## Stored data
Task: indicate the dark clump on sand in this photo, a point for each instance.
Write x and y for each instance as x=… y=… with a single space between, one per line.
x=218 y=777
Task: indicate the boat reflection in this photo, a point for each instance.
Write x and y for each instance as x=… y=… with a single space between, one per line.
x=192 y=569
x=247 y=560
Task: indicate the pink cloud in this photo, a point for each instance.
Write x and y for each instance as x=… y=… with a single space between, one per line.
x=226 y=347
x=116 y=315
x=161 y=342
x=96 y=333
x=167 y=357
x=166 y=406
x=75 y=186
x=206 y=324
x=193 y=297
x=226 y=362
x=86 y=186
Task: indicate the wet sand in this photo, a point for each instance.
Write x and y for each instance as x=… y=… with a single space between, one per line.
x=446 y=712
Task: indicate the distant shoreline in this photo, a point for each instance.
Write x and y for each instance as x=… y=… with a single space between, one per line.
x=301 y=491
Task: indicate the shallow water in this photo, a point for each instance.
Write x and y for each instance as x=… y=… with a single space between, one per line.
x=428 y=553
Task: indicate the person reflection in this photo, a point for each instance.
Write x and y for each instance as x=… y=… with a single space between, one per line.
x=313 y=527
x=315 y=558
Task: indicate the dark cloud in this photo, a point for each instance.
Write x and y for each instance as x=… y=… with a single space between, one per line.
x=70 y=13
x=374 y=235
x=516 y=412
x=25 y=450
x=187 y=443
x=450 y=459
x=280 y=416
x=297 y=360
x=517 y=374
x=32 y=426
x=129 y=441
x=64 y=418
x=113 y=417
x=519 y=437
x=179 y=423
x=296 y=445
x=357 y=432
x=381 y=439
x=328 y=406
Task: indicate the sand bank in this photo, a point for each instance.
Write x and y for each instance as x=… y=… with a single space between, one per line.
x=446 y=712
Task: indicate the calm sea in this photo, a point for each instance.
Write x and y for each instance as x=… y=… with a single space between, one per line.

## What is being asked
A complete, exact copy of the material above is the expected answer.

## Answer box
Task: indicate the dark clump on sand in this photo, a point for each instance.
Write x and y for each instance as x=… y=… with a single space between, one per line.
x=218 y=777
Task: indicate the boat reflection in this photo, a point for each instance.
Write x and y for each instance as x=… y=… with a single space between, one per line.
x=192 y=569
x=247 y=560
Task: indicate the pink cloud in this photo, a point for each instance.
Write x and y for each instance as x=… y=… with a single space between, one per line.
x=226 y=347
x=116 y=315
x=161 y=342
x=96 y=333
x=167 y=357
x=166 y=406
x=75 y=186
x=206 y=324
x=193 y=297
x=226 y=362
x=86 y=186
Task: indicate the wet sand in this photo, a point for each instance.
Write x and y for each instance as x=… y=… with a single space between, one per line.
x=446 y=712
Task: indicate the distant shoreline in this photo, a point for each instance.
Write x and y for each instance as x=… y=… with a single space between, one per line.
x=301 y=491
Task: indicate the shallow water in this photo, a point for each instance.
Write x and y for each instance as x=… y=… with a single space between, one per line.
x=428 y=553
Task: indicate the person reflection in this photo, a point for each instance.
Write x and y for each instance as x=… y=… with a single space between, one per line.
x=313 y=527
x=315 y=558
Task: indicate the dark cloud in this photo, a point for each instance.
Write x and y for each instance as x=… y=… with a single space between, one per line.
x=70 y=13
x=374 y=235
x=516 y=412
x=25 y=450
x=187 y=443
x=450 y=459
x=280 y=416
x=297 y=360
x=517 y=374
x=32 y=426
x=129 y=441
x=64 y=418
x=113 y=417
x=519 y=437
x=179 y=423
x=296 y=445
x=357 y=432
x=381 y=439
x=328 y=406
Task: indicate the sand bank in this photo, a point for each instance.
Write x and y for each instance as x=… y=… with a single space between, one per line.
x=446 y=712
Task: indicate the calm sea in this photo, a point for each instance.
Write x and y for each instance as x=… y=… with a single space between, one per line.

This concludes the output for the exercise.